Begin Exercise input

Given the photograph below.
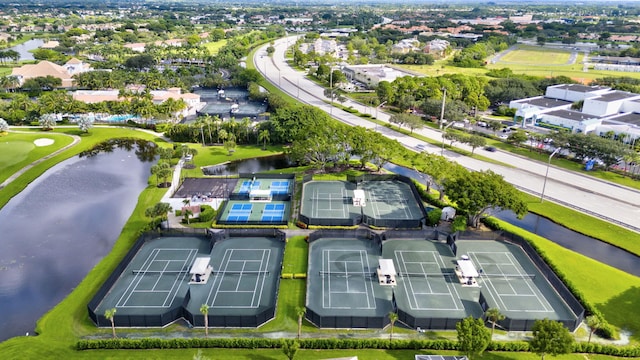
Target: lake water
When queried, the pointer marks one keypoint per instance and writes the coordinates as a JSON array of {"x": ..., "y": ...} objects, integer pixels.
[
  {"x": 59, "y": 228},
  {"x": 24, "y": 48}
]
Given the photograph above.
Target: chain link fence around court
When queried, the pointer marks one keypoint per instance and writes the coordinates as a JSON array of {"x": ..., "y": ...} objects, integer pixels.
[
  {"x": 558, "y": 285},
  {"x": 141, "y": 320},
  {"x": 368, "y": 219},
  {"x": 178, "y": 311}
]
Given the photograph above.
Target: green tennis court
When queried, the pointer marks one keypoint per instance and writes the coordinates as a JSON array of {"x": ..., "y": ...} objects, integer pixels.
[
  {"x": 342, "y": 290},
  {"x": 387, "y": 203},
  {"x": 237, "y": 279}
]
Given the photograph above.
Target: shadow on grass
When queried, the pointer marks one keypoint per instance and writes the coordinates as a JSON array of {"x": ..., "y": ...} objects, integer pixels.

End Exercise input

Please copy the items above exactly as they appear, leaving out the pictures.

**Solution to this problem**
Given the photograph below.
Target: lake water
When queried, the pointer marks one keypoint per instance and writes the coordinates as a JSON array of {"x": ..., "y": ...} objects, integer pixels.
[
  {"x": 59, "y": 228},
  {"x": 24, "y": 48}
]
Given the photograph above.
Target: chain link fence around court
When queried, the pointer marks one keypoint per instance and writes the coordinates as a JSON array of {"x": ..., "y": ...} objects, integer pixels.
[
  {"x": 558, "y": 285},
  {"x": 141, "y": 320},
  {"x": 368, "y": 219},
  {"x": 178, "y": 311}
]
Given the photograph above.
Target: green tennis court
When queried, the pointer marks one keypoint per instance and writes the coordinates as a JSON array of {"x": ..., "y": ...} objects, integer pixels.
[
  {"x": 342, "y": 290},
  {"x": 387, "y": 203},
  {"x": 237, "y": 279}
]
Given the photograph above.
Target: shadow on grass
When queried, the pointer marks one keypoint per instance and writes the coordinates as a JSON array of {"x": ..., "y": ...} objects, integer pixels.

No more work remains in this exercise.